→ Selected text
━━━━━━━━━━━━━━━━━━━━
Mona Moves On
Mona’s county worker has located a bed for her in a local group home. I am sad Mona is leaving, I will miss her energy. Mona’s happiness and anticipation of her new home is a relief. She will move in three weeks. Her new room will be much larger and there are goats and chickens. Three weeks pass quickly, I have time to prepare her things and I pack her favorite blanket and pillow. Mona has collected many toys and the social worker cannot carry all of her possessions. I offer to bring the rest of Mona’s things as soon as I am able to visit her. Since we have been notified there is a new home for Mona, there has been no more harassment of Ivy. By the time I can take Mona’s things to her, Ivy and Lea want to come. It is OK with the group home that I bring Ivy and Lea.
I want Mona to remember good things about us. We went camping, celebrated Christmas and Easter and carved beautiful pumpkins among other things. I hope she remembers the night I climbed on her top bunk and tickled her. Mona and I bonded. We did not become a permanent family but I did put some worthy bricks in her foundation and leaving on a pleasant and happy note is what is best for all of us.
Mona takes us on a tour. She has lost weight, a good thing, and is on some fairly potent medications because she has been diagnosed with a mental illness. I am not surprised. She shows us a little barn and pen with chickens and goats. Mona is very proud that soon, after good behavior, she will help care for the chickens and goats. Since she has lost weight, she asks for these pants she outgrew. She thinks she can fit into these pants now that she has lost weight. These were flare leg pants with velvet gores in the flares and flowers sewn into the tops of the flares. I remember when I bought them she said: “I love these pants, whenever I wear them; everyone wants to sit next to me.” I have to tell her that I gave the pants away.
━━━━━━━━━━━━━━━━━━━━
→ Instructions
- 1) List every person named in the piece about Mona's move.
- 2) Copy the passage of the piece about Mona's move between "Mona takes us" and "the pants away.", inclusive.

→ Data for review
━━━━━━━━━━━━━━━━━━━━
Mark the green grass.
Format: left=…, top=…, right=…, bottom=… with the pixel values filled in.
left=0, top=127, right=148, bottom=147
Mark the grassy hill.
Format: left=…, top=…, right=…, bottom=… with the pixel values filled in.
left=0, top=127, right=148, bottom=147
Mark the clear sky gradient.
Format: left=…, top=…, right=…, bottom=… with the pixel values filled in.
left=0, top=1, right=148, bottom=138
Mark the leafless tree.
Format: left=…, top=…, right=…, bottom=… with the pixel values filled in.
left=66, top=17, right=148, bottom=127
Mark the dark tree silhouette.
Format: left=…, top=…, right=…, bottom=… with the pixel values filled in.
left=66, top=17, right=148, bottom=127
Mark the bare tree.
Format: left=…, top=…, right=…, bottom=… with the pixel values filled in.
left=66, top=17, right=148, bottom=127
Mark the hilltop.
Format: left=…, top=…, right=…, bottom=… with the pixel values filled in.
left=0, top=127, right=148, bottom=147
━━━━━━━━━━━━━━━━━━━━
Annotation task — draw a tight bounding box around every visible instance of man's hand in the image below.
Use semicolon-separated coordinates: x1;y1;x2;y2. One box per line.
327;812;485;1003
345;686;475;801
━━━━━━━━━━━━━━━━━━━━
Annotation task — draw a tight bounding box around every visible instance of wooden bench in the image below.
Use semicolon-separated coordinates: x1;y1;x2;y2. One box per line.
━━━━━━━━━━━━━━━━━━━━
→ Responses per task
- 1) Mona, Ivy, Lea

- 2)
Mona takes us on a tour. She has lost weight, a good thing, and is on some fairly potent medications because she has been diagnosed with a mental illness. I am not surprised. She shows us a little barn and pen with chickens and goats. Mona is very proud that soon, after good behavior, she will help care for the chickens and goats. Since she has lost weight, she asks for these pants she outgrew. She thinks she can fit into these pants now that she has lost weight. These were flare leg pants with velvet gores in the flares and flowers sewn into the tops of the flares. I remember when I bought them she said: “I love these pants, whenever I wear them; everyone wants to sit next to me.” I have to tell her that I gave the pants away.